## Elenco dei compiti
1 - Chi fu il committente delle Variazioni Goldberg secondo la recensione sul concerto di Angela Hewitt?
2 - Estrai dalla recensione sul concerto di Angela Hewitt il passo che va da "L’Aria con 30" fino a "virtuosismo, di tecnicismo." compreso, senza alcuna modifica.
3 - Scrivi il seguito della recensione sul concerto di Angela Hewitt, partendo dal punto in cui si interrompe.

## Testo fornito

Di Maria Luisa Abate. Parma, Teatro Regio: le Variazioni Goldberg di Bach nell’interpretazione della celebre pianista canadese.
“Ascoltate e crepate di noia”. No, così non è stato e lo sottolineiamo a chiare lettere. Le note di sala di Giuseppe Martini hanno citato uno spiritoso aneddoto che accompagna le Variazioni Goldberg, in bilico tra ricostruzione storica e leggenda. La monumentale composizione di Bach infatti non era risultata adatta a rallegrare una serata di bisboccia tra amici; ma neanche, funzione attribuitale, ad accompagnare tra le braccia di Morfeo “se non, al limite, per sfinimento”, sempre citando le note di sala.Pare in realtà che il loro scopo non fosse di fungere da melatonina bensì di allietare le lunghe notti insonni del committente, il conte Hermann Carl von Keyserling, ambasciatore russo presso la corte di Dresda. Il quale prese sotto la propria ala protettrice Johann Gottlieb Goldberg, giovane musicista che brillava in doti virtuosistiche e per il quale Johann Sebastian Bach compose questo straordinario esercizio di bravura. L’opera vide la luce con la specifica “pratica per strumenti da tastiera […] composta per gli intenditori” e il pubblico del Teatro Regio è per l’appunto formato da palati fini. È altrettanto innegabile che l’ascolto risulti impegnativo e necessiti di attenzione per cogliere le innumerevoli finezze compositive e anche interpretative, visto che parliamo di una delle più celebri e stimate pianiste della scena mondiale: Angela Hewitt.
L’Aria con 30 variazioni, per clavicembalo, questo il titolo esatto, costituisce una pietra miliare nella storia della musica, un unicum con il quale inevitabilmente confrontarsi (impossibile non menzionare “il caso” Glenn Gould). Hewitt ne ha dato una lettura splendidamente essenziale, riconducibile all’originaria funzione del pezzo di essere un esercizio di virtuosismo, di tecnicismo.

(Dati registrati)
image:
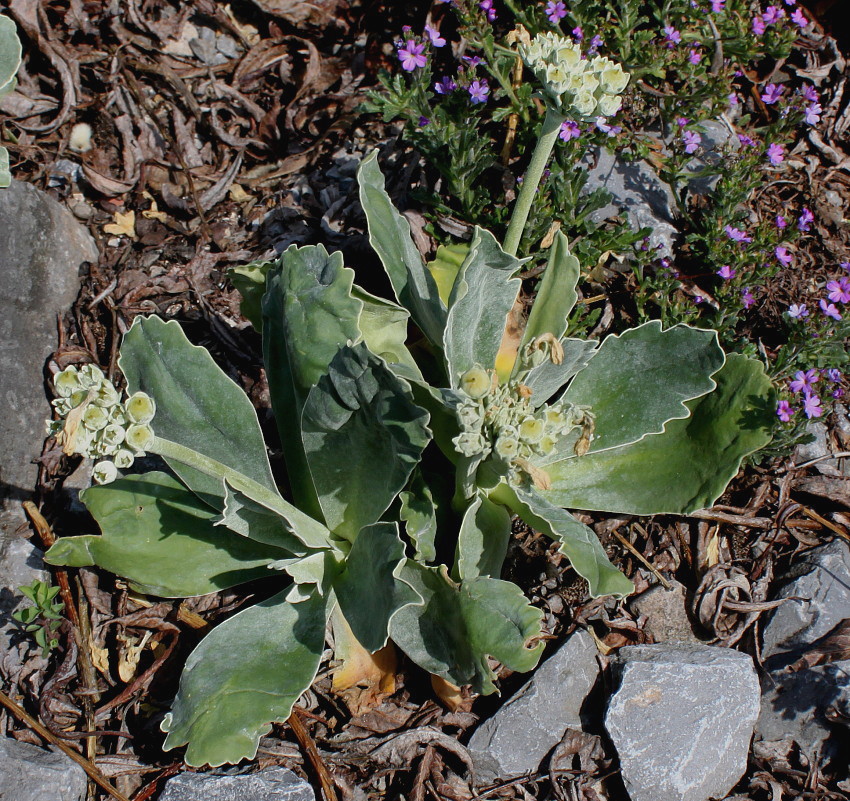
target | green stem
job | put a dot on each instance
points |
(531, 182)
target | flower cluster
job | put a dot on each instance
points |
(95, 422)
(500, 419)
(572, 85)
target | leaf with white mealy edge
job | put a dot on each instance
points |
(577, 542)
(640, 379)
(368, 589)
(483, 295)
(547, 378)
(458, 626)
(556, 294)
(308, 314)
(362, 435)
(686, 467)
(197, 405)
(389, 235)
(163, 539)
(245, 674)
(483, 539)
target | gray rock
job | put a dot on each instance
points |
(666, 613)
(29, 773)
(532, 722)
(682, 719)
(270, 784)
(636, 189)
(41, 249)
(821, 579)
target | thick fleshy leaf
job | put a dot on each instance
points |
(363, 435)
(308, 314)
(685, 468)
(383, 326)
(460, 625)
(547, 378)
(389, 235)
(483, 295)
(577, 542)
(369, 590)
(161, 537)
(640, 379)
(483, 539)
(556, 294)
(446, 265)
(197, 405)
(245, 674)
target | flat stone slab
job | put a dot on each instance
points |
(533, 721)
(270, 784)
(29, 773)
(682, 719)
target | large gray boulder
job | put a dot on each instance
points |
(533, 721)
(682, 719)
(41, 249)
(29, 773)
(270, 784)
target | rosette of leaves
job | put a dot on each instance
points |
(10, 60)
(369, 419)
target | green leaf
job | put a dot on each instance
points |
(577, 542)
(458, 626)
(445, 267)
(483, 539)
(639, 380)
(245, 674)
(389, 235)
(685, 468)
(308, 314)
(556, 294)
(547, 378)
(163, 539)
(383, 326)
(483, 295)
(369, 590)
(197, 405)
(363, 435)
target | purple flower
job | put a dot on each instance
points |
(478, 91)
(412, 56)
(569, 130)
(782, 255)
(736, 234)
(799, 18)
(839, 291)
(829, 309)
(811, 406)
(776, 154)
(804, 381)
(691, 140)
(671, 36)
(784, 411)
(555, 11)
(771, 94)
(434, 35)
(812, 113)
(445, 86)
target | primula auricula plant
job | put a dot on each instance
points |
(371, 425)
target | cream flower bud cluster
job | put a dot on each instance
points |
(575, 86)
(499, 419)
(95, 422)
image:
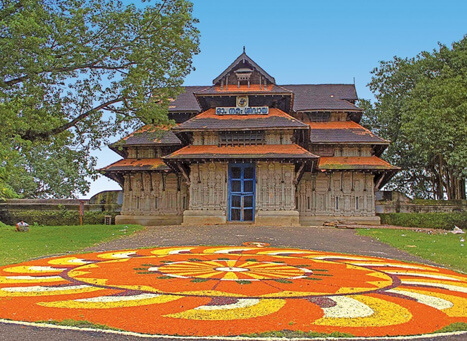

## Risposte scritte
1 - Il conte Hermann Carl von Keyserling, ambasciatore russo presso la corte di Dresda.

2 -
L’Aria con 30 variazioni, per clavicembalo, questo il titolo esatto, costituisce una pietra miliare nella storia della musica, un unicum con il quale inevitabilmente confrontarsi (impossibile non menzionare “il caso” Glenn Gould). Hewitt ne ha dato una lettura splendidamente essenziale, riconducibile all’originaria funzione del pezzo di essere un esercizio di virtuosismo, di tecnicismo.

3 -
Disciplina, disciplina e ancora disciplina per assecondare la simmetria strutturale bachiana, riletta con infiniti risvolti prevalentemente demandati alla timbrica che ha caratterizzato sia le Variazioni malinconiche che quelle gioiose. Complice il pianoforte Fazioli dalla “voce” schietta e dalle entusiasmanti possibilità dinamiche che certo non possedeva il clavicembalo con due manuali per il quale furono composte (limiti tecnici dello strumento sei-settecentesco che rendono stupefacente l’abilità richiesta all’interprete), e complice anche l’uso estremamente parsimonioso del pedale da parte della concertista, il suono è sgorgato di un’asciuttezza rivelatrice, di chiarezza e pulizia adamantine. Evitati gli abbellimenti, Hewitt ha eseguito i ritornelli (ci hanno confermato persone più esperte di noi): la durata complessiva è stata poco meno di un’ora e mezza, senza spartito, a memoria, mantenendo generalmente tempi rallentati conquistati con la maturità. Una raggiunta consapevolezza bachiana sviluppata dalla pianista canadese (vive a Londra, con casa a Ottawa e in Umbria) nel corso della sua lunga frequentazione con l’autore, dagli esordi all’età di sedici anni fino alla codifica in diverse edizioni discografiche delle Variazioni Goldberg.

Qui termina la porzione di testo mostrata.